List each group of hospital staff that the passage about Jeremy Klawsky's recovery names as taking part in the "hero's walk."

● **Passage**
—————
As a video coordinator, he films footage on game day that goes to NFL teams, is involved with videos used for recruiting and provides “cut-ups” of video for Bulldog coaches.
This was the first time hospital employees had a “hero’s walk” celebration like the one on Thursday at a discharge for a COVID-19 patient, Piedmont Athens Regional spokesperson Sydney Walker said. Physicians, nurses, therapists, administrators and support staff took part.
“I really want people to know the staff in the hospital, especially the ICU, is just an amazing group of people,” his mother said. “When you think about it, it’s overwhelming for a family coming in, never having a family member sick like this, and having to understand terms and numbers to really understand what the condition is like.”
She traveled from South Florida to Athens on Feb. 22 to help out after Klawsky and his girlfriend had adopted a puppy from Alabama. Her husband Stew a week later flew to Athens and they drove back to Florida.
On March 2, Jeremy felt ill and went to an urgent care center and tested positive for flu A. On March 6, he felt worse, and two days later, he experienced shortness of breath.
“We weren’t thinking COVID,” she said. “All we heard was flu A and that was about it.”
After running a 105-degree fever at a doctor’s appointment on March 10, he was taken by ambulance and went to the ICU, where he remained for more than four weeks. His breathing tube was removed on April 3, his mother said.
Klawsky did not have any underlying condition that would have made him more susceptible to COVID-19, she said. He was tested for the virus on March 16 and it came back positive on March 18. She suspects that he may have contracted the virus at the urgent care clinic.
“What probably helped him to no end, he exercises almost every day,” she said. “There’s a gym right by where he lives. That’s his life: the football team, exercising and every sport you can think of. He was in great shape.”
UGA informed the campus community on the day Klawsky tested positive that an Athletic Association staff member was positive for COVID-19 and was being treated in a local hospital. He was last on campus on March 6. The school said at that time that another athletics staff member who had contact with Klawsky, who had not been identified publicly before Thursday, was under self-quarantine at home with no symptoms.
UGA says 29 members of the school’s community have tested positive for COVID-19 as of Thursday.
After he tested positive for the coronavirus, his parents were not able to visit him in the hospital.
“He was completely out,” she said. “He was in a paralyzed state. Any time they had to put him on his stomach, he had to be completely out.”
The plan is for Klawsky to rehab in Athens, and his parents will stay with him.
“It’s amazing how communities and people all over the globe have come together,” she said. “A lot of my background is I worked internationally in telecommunications and we have heard from people literally all around the globe.”
—————
● **Material supplied**

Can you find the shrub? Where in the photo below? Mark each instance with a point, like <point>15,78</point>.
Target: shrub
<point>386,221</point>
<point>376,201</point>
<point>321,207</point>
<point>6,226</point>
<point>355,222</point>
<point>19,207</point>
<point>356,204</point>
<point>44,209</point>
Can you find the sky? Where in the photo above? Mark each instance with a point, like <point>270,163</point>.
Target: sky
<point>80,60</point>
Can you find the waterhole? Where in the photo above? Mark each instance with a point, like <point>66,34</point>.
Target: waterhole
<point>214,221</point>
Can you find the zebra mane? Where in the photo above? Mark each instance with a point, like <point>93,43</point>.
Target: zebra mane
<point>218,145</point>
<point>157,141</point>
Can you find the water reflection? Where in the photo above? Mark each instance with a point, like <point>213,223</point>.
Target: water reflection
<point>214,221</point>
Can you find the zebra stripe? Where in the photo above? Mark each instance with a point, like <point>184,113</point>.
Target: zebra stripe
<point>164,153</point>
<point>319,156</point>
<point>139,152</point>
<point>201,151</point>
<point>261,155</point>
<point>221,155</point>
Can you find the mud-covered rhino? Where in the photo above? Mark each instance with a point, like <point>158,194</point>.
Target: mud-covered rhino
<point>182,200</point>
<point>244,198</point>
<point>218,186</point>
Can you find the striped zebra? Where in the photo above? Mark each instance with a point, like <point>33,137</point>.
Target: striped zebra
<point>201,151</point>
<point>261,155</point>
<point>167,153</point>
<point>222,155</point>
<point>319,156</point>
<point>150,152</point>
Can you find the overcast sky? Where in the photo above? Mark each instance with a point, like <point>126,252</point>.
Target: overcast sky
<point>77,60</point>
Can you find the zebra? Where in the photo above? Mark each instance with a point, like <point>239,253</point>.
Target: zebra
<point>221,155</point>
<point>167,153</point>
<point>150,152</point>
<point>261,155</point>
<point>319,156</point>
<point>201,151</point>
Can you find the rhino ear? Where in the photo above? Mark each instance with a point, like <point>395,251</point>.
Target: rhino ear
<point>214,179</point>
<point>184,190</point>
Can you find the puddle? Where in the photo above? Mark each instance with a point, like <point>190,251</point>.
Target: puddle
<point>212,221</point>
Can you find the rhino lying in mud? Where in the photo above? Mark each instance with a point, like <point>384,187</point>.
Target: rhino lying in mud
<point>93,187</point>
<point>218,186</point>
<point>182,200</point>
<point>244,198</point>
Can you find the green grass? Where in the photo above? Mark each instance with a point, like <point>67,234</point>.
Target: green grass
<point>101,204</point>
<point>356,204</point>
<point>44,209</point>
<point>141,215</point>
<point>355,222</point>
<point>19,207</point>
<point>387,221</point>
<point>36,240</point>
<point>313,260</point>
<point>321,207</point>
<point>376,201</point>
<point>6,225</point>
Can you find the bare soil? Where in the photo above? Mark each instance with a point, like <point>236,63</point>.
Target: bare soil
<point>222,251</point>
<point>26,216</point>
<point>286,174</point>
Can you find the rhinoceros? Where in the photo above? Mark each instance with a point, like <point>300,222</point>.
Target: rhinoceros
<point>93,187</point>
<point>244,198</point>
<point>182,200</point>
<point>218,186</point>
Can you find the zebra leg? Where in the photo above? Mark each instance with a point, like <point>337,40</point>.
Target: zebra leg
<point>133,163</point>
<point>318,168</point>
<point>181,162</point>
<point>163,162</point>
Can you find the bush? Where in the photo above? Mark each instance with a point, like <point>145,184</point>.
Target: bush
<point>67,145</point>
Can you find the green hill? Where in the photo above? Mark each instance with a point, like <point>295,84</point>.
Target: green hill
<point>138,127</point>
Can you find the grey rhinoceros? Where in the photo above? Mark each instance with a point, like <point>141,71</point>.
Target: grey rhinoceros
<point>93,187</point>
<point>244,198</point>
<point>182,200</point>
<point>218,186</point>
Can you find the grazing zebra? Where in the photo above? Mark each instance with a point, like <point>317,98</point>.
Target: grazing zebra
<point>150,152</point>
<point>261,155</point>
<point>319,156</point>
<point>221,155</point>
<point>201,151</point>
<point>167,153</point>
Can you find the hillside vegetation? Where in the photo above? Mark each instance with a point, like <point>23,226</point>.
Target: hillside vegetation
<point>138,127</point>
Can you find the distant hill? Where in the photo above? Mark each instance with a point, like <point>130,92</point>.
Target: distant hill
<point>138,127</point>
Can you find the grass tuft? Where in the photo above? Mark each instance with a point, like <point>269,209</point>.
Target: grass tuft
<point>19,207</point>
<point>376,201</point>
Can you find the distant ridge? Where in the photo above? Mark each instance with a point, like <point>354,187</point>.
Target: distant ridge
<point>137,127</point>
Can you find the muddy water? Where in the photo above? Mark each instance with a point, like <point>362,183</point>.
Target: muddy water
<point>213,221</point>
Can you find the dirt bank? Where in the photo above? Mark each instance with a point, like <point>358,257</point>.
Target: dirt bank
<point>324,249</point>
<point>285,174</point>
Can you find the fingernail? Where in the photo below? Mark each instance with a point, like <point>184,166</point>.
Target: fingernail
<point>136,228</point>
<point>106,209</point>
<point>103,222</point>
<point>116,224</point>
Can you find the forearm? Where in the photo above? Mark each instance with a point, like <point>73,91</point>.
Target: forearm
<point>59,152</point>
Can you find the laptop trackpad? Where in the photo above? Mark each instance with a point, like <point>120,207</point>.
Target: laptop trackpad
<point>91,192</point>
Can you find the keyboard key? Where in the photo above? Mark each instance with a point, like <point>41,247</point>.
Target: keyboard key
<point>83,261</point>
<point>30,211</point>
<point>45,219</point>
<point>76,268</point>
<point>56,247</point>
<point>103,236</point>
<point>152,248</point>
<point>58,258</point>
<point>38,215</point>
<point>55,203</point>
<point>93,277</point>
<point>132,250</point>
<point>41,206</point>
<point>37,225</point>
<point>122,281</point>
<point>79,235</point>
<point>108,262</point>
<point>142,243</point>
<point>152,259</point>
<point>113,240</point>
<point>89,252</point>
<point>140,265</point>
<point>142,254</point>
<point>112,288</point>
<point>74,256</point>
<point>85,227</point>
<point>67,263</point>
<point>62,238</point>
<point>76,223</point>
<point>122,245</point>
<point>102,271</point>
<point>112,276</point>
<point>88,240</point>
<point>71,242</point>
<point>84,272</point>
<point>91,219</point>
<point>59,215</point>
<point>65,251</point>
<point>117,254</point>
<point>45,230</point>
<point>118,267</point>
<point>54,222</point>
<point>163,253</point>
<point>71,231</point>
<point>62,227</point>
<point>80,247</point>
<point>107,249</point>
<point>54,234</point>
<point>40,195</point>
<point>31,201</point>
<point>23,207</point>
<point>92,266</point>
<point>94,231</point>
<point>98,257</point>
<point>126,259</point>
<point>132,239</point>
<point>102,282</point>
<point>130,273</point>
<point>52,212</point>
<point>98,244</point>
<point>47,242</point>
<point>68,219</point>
—————
● **Task output**
Physicians, nurses, therapists, administrators, support staff